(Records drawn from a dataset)
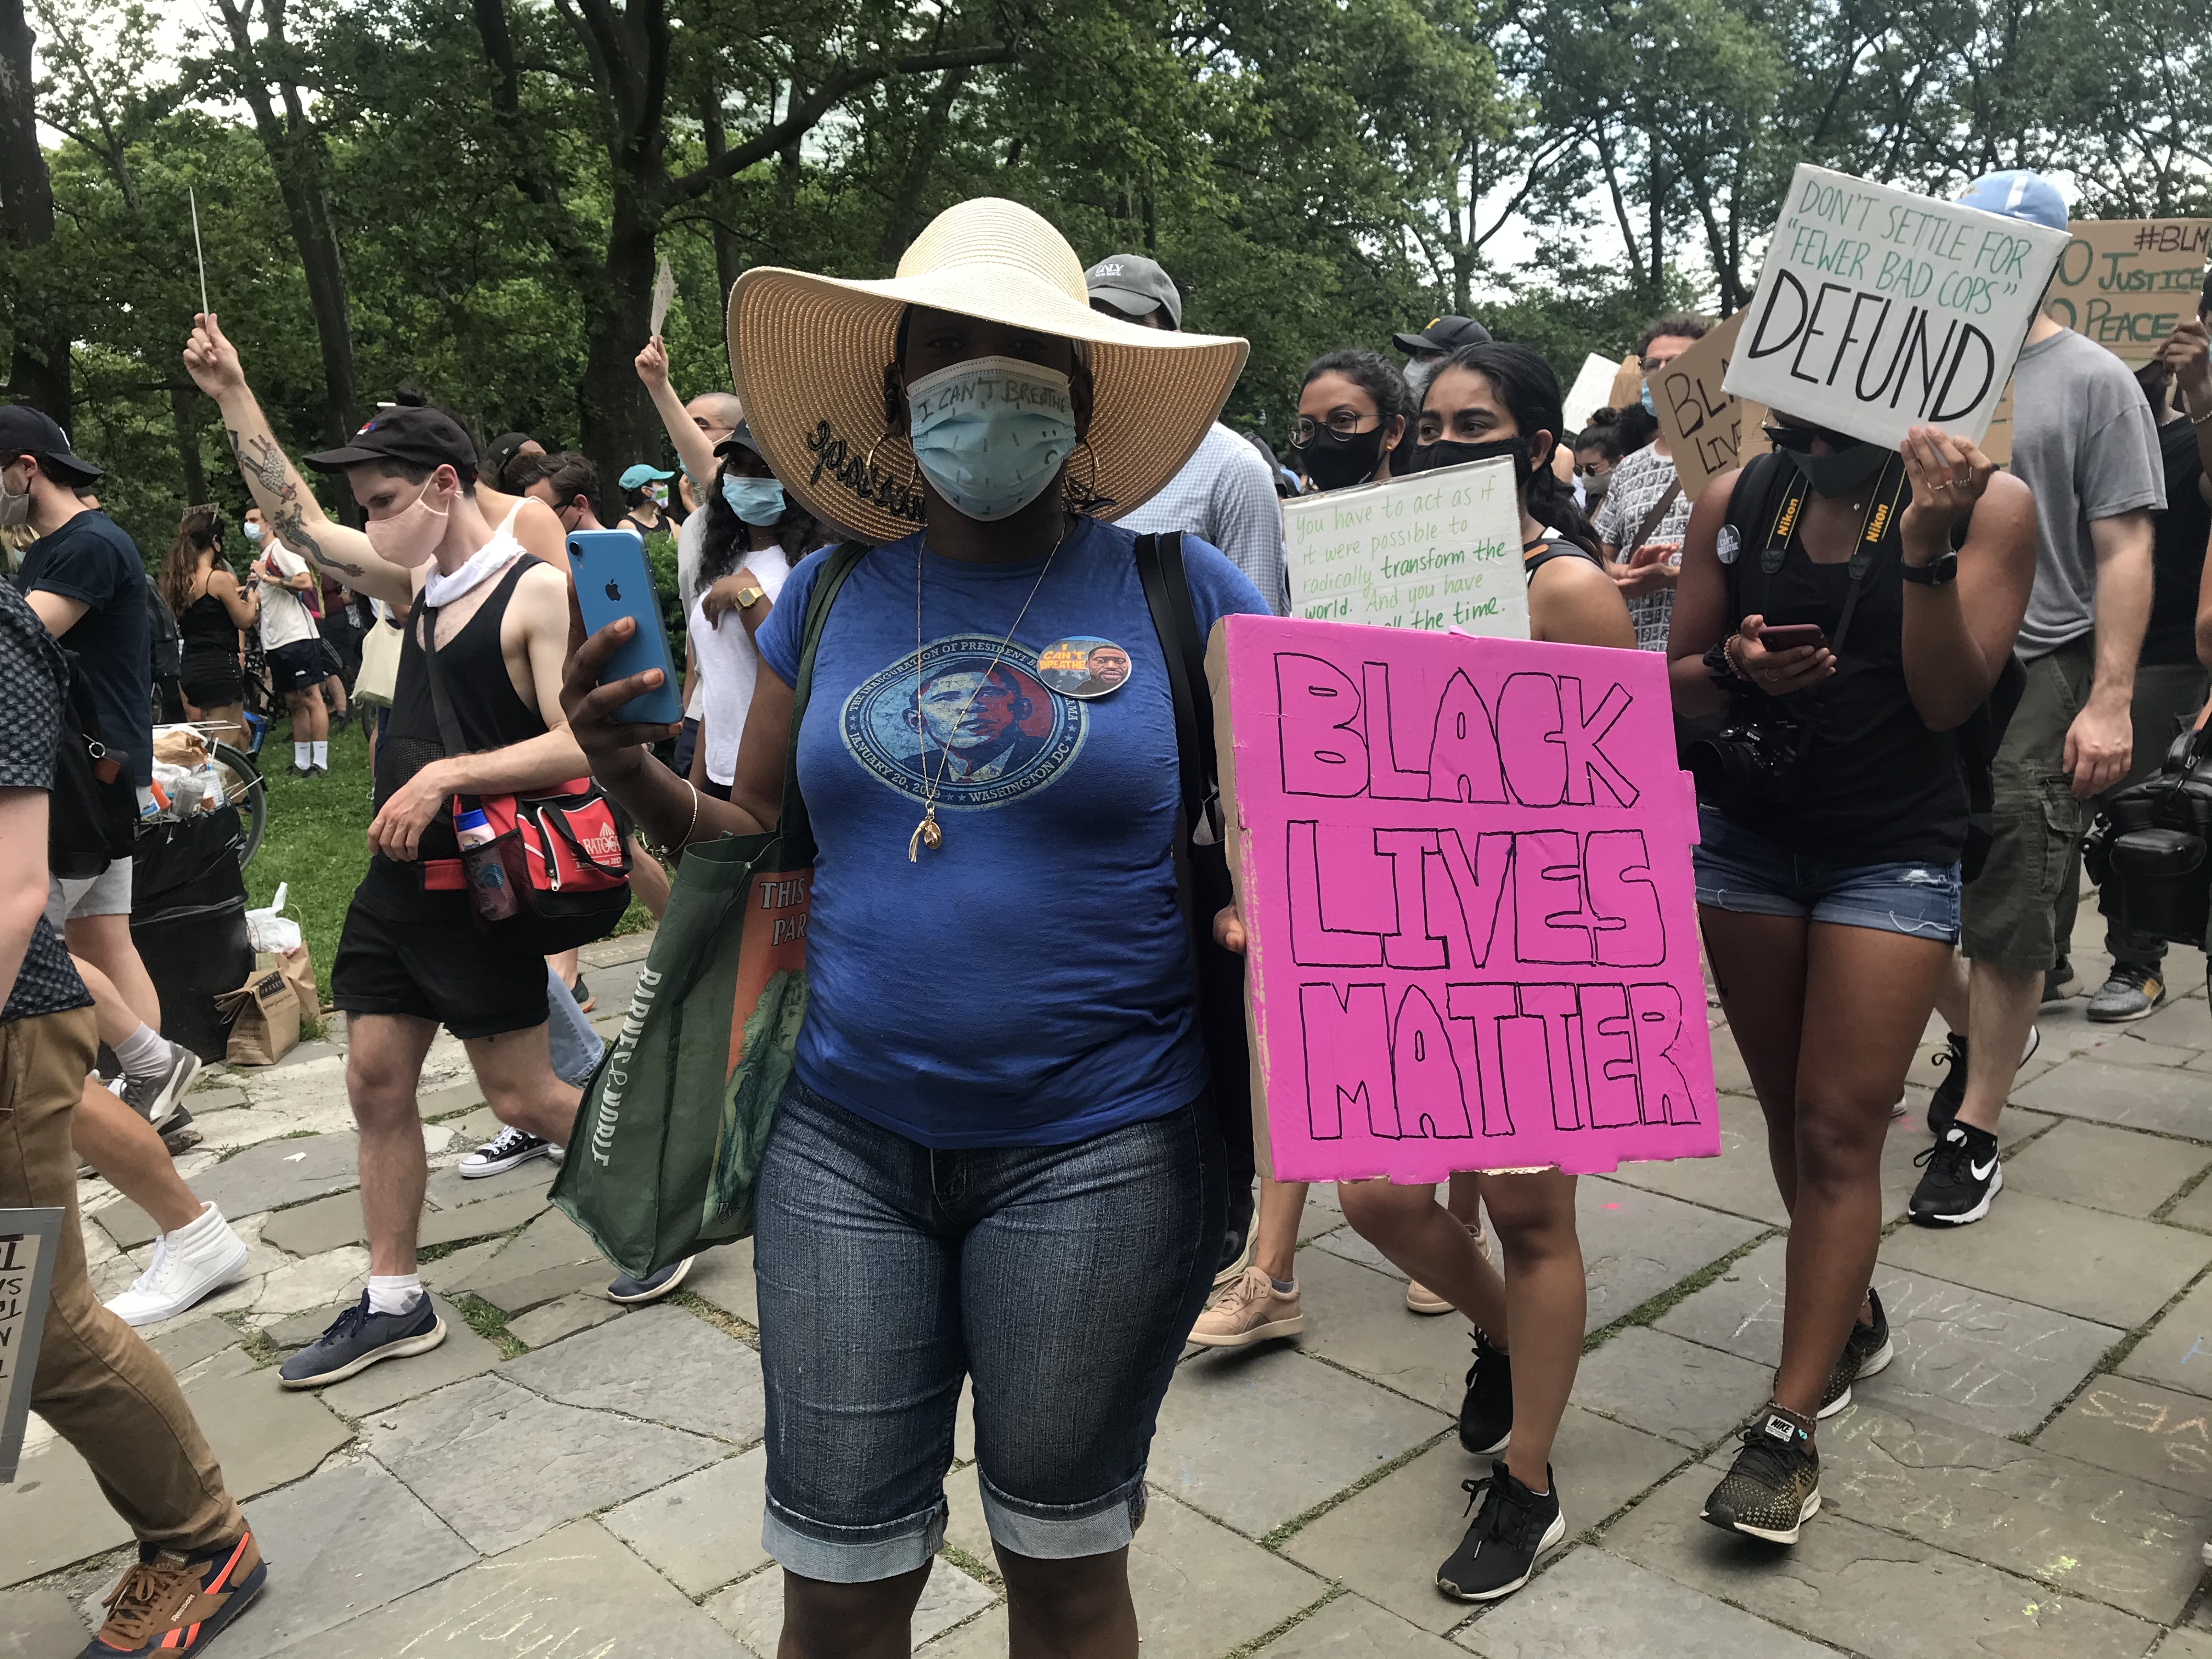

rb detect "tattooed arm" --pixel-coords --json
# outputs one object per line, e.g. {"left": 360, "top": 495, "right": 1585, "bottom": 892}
{"left": 182, "top": 312, "right": 419, "bottom": 610}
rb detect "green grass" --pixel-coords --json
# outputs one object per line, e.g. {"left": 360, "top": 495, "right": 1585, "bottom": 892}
{"left": 239, "top": 708, "right": 654, "bottom": 1005}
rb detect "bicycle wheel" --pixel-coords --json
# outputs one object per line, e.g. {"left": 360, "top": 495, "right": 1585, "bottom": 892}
{"left": 208, "top": 741, "right": 268, "bottom": 868}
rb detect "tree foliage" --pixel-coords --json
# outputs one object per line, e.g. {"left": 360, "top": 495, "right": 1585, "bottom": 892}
{"left": 2, "top": 0, "right": 2205, "bottom": 555}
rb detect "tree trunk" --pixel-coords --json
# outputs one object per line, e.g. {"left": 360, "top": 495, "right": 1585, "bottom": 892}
{"left": 0, "top": 0, "right": 70, "bottom": 424}
{"left": 874, "top": 67, "right": 971, "bottom": 266}
{"left": 699, "top": 88, "right": 744, "bottom": 305}
{"left": 214, "top": 0, "right": 356, "bottom": 450}
{"left": 575, "top": 180, "right": 662, "bottom": 495}
{"left": 171, "top": 384, "right": 208, "bottom": 504}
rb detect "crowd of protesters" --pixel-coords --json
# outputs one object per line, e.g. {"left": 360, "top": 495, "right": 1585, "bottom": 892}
{"left": 2, "top": 162, "right": 2209, "bottom": 1659}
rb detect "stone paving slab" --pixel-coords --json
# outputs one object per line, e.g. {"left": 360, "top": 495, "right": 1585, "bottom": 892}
{"left": 461, "top": 1206, "right": 610, "bottom": 1312}
{"left": 421, "top": 1155, "right": 553, "bottom": 1212}
{"left": 417, "top": 1237, "right": 504, "bottom": 1294}
{"left": 1576, "top": 1178, "right": 1763, "bottom": 1334}
{"left": 0, "top": 1585, "right": 86, "bottom": 1658}
{"left": 2136, "top": 996, "right": 2212, "bottom": 1051}
{"left": 919, "top": 1606, "right": 1011, "bottom": 1657}
{"left": 182, "top": 1364, "right": 353, "bottom": 1499}
{"left": 1605, "top": 1465, "right": 2162, "bottom": 1659}
{"left": 272, "top": 1519, "right": 747, "bottom": 1658}
{"left": 2000, "top": 1119, "right": 2212, "bottom": 1218}
{"left": 0, "top": 1443, "right": 132, "bottom": 1586}
{"left": 1279, "top": 1410, "right": 1688, "bottom": 1634}
{"left": 508, "top": 1291, "right": 624, "bottom": 1348}
{"left": 2016, "top": 1057, "right": 2212, "bottom": 1139}
{"left": 1260, "top": 1590, "right": 1463, "bottom": 1656}
{"left": 1455, "top": 1544, "right": 1833, "bottom": 1658}
{"left": 216, "top": 1458, "right": 477, "bottom": 1659}
{"left": 100, "top": 1133, "right": 367, "bottom": 1249}
{"left": 2157, "top": 1632, "right": 2212, "bottom": 1658}
{"left": 256, "top": 1192, "right": 365, "bottom": 1257}
{"left": 1153, "top": 1344, "right": 1448, "bottom": 1536}
{"left": 502, "top": 1303, "right": 766, "bottom": 1444}
{"left": 1605, "top": 1097, "right": 1790, "bottom": 1227}
{"left": 2039, "top": 1374, "right": 2212, "bottom": 1499}
{"left": 686, "top": 1236, "right": 759, "bottom": 1327}
{"left": 709, "top": 1558, "right": 995, "bottom": 1654}
{"left": 1291, "top": 1246, "right": 1479, "bottom": 1417}
{"left": 603, "top": 1447, "right": 767, "bottom": 1596}
{"left": 2169, "top": 1176, "right": 2212, "bottom": 1234}
{"left": 363, "top": 1374, "right": 722, "bottom": 1554}
{"left": 242, "top": 1247, "right": 371, "bottom": 1320}
{"left": 2119, "top": 1273, "right": 2212, "bottom": 1401}
{"left": 1127, "top": 1490, "right": 1327, "bottom": 1658}
{"left": 1877, "top": 1191, "right": 2212, "bottom": 1328}
{"left": 1818, "top": 1400, "right": 2212, "bottom": 1623}
{"left": 1655, "top": 1237, "right": 2123, "bottom": 1438}
{"left": 320, "top": 1297, "right": 501, "bottom": 1417}
{"left": 146, "top": 1314, "right": 241, "bottom": 1374}
{"left": 1570, "top": 1326, "right": 1772, "bottom": 1449}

[What you will do]
Pictures should be left out when the records above are restated exactly.

[Answer for the task]
rb detect "tattooed arm" --pixel-coords --json
# outputs one object per line, e.g. {"left": 360, "top": 495, "right": 1585, "bottom": 892}
{"left": 182, "top": 312, "right": 419, "bottom": 610}
rb detect "green grass" --pixel-coords --json
# outputs one object per line, e.g. {"left": 360, "top": 495, "right": 1585, "bottom": 892}
{"left": 239, "top": 708, "right": 654, "bottom": 1005}
rb detect "bicycle wheel" --pixel-coords --json
# outputs one object per line, e.g. {"left": 360, "top": 495, "right": 1585, "bottom": 892}
{"left": 208, "top": 741, "right": 268, "bottom": 868}
rb detect "tree foliage" --pixel-coords --json
# outputs one object per line, e.g. {"left": 360, "top": 495, "right": 1585, "bottom": 892}
{"left": 2, "top": 0, "right": 2205, "bottom": 555}
rb detect "tree trunk" --pixel-coords --json
# outputs one object per line, e.g. {"left": 360, "top": 495, "right": 1585, "bottom": 892}
{"left": 0, "top": 0, "right": 70, "bottom": 424}
{"left": 874, "top": 67, "right": 971, "bottom": 266}
{"left": 699, "top": 88, "right": 744, "bottom": 305}
{"left": 214, "top": 0, "right": 356, "bottom": 450}
{"left": 575, "top": 180, "right": 662, "bottom": 495}
{"left": 171, "top": 384, "right": 208, "bottom": 504}
rb detect "crowd of protesters" --pixel-coords --json
# outputs one object per line, e.g. {"left": 360, "top": 495, "right": 1585, "bottom": 892}
{"left": 2, "top": 162, "right": 2209, "bottom": 1659}
rb detect "stone paving slab" --pixel-coords --json
# outputs one object per line, e.g. {"left": 360, "top": 495, "right": 1585, "bottom": 892}
{"left": 461, "top": 1206, "right": 610, "bottom": 1312}
{"left": 421, "top": 1155, "right": 553, "bottom": 1212}
{"left": 417, "top": 1237, "right": 504, "bottom": 1294}
{"left": 1576, "top": 1178, "right": 1763, "bottom": 1334}
{"left": 0, "top": 1585, "right": 86, "bottom": 1658}
{"left": 2136, "top": 996, "right": 2212, "bottom": 1051}
{"left": 919, "top": 1606, "right": 1011, "bottom": 1657}
{"left": 182, "top": 1364, "right": 353, "bottom": 1499}
{"left": 1605, "top": 1465, "right": 2162, "bottom": 1659}
{"left": 272, "top": 1519, "right": 747, "bottom": 1658}
{"left": 2000, "top": 1119, "right": 2212, "bottom": 1218}
{"left": 0, "top": 1443, "right": 132, "bottom": 1586}
{"left": 1279, "top": 1410, "right": 1688, "bottom": 1634}
{"left": 508, "top": 1291, "right": 624, "bottom": 1348}
{"left": 2016, "top": 1057, "right": 2212, "bottom": 1139}
{"left": 1260, "top": 1590, "right": 1463, "bottom": 1656}
{"left": 1455, "top": 1544, "right": 1833, "bottom": 1658}
{"left": 216, "top": 1458, "right": 477, "bottom": 1659}
{"left": 100, "top": 1133, "right": 367, "bottom": 1249}
{"left": 2157, "top": 1632, "right": 2212, "bottom": 1658}
{"left": 256, "top": 1192, "right": 365, "bottom": 1257}
{"left": 1153, "top": 1344, "right": 1448, "bottom": 1536}
{"left": 502, "top": 1303, "right": 766, "bottom": 1444}
{"left": 1605, "top": 1097, "right": 1790, "bottom": 1227}
{"left": 2039, "top": 1374, "right": 2212, "bottom": 1499}
{"left": 686, "top": 1236, "right": 759, "bottom": 1327}
{"left": 709, "top": 1558, "right": 995, "bottom": 1654}
{"left": 1291, "top": 1246, "right": 1479, "bottom": 1417}
{"left": 603, "top": 1447, "right": 767, "bottom": 1596}
{"left": 2169, "top": 1176, "right": 2212, "bottom": 1234}
{"left": 363, "top": 1374, "right": 722, "bottom": 1554}
{"left": 242, "top": 1247, "right": 371, "bottom": 1320}
{"left": 2119, "top": 1273, "right": 2212, "bottom": 1401}
{"left": 1127, "top": 1490, "right": 1327, "bottom": 1658}
{"left": 1877, "top": 1191, "right": 2212, "bottom": 1328}
{"left": 1818, "top": 1400, "right": 2212, "bottom": 1623}
{"left": 1655, "top": 1237, "right": 2123, "bottom": 1438}
{"left": 320, "top": 1297, "right": 501, "bottom": 1417}
{"left": 146, "top": 1314, "right": 241, "bottom": 1374}
{"left": 1570, "top": 1326, "right": 1772, "bottom": 1449}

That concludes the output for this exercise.